● **Directive**:
Report every line of the records below that contains the string "negative", matching case exactly. Copy each such line in full.
━━ Available data ━━
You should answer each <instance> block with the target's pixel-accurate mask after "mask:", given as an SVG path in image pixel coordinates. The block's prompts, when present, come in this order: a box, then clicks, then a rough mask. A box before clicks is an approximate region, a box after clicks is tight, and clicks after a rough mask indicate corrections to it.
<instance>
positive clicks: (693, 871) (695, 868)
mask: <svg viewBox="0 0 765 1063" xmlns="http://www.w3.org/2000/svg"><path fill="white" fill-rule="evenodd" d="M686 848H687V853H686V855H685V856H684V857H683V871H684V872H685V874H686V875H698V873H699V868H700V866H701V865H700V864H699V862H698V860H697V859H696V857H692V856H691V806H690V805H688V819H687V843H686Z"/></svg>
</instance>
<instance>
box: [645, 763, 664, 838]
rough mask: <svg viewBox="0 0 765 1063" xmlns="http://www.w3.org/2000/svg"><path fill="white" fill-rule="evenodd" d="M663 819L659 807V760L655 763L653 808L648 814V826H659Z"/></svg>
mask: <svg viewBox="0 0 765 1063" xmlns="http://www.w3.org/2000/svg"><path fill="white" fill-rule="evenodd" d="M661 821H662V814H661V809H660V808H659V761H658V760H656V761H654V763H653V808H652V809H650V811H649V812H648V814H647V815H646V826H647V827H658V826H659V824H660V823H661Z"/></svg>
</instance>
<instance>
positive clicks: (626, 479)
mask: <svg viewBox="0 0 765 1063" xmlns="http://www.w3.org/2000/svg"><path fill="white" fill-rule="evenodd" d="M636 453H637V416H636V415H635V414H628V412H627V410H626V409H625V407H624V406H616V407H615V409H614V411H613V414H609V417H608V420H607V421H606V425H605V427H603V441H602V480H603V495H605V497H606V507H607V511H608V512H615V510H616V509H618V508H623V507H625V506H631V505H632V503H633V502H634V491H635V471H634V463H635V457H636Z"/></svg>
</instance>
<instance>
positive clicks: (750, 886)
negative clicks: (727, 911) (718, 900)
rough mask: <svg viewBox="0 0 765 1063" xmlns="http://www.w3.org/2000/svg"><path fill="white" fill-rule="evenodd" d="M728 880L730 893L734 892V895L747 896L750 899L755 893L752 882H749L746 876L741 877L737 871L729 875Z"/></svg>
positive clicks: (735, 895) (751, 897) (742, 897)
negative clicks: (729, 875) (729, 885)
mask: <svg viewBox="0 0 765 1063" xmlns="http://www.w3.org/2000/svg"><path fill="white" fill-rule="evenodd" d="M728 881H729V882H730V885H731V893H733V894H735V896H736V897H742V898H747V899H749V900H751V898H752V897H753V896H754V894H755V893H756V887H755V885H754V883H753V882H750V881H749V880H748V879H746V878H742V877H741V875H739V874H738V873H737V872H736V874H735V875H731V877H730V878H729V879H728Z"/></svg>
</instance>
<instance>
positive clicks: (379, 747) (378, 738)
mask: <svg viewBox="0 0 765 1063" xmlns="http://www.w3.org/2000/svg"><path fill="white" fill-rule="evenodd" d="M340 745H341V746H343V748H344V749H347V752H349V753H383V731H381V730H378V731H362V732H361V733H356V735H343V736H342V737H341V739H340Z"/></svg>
━━━
● **Output of the task**:
negative clicks: (727, 911) (718, 900)
negative clicks: (729, 875) (729, 885)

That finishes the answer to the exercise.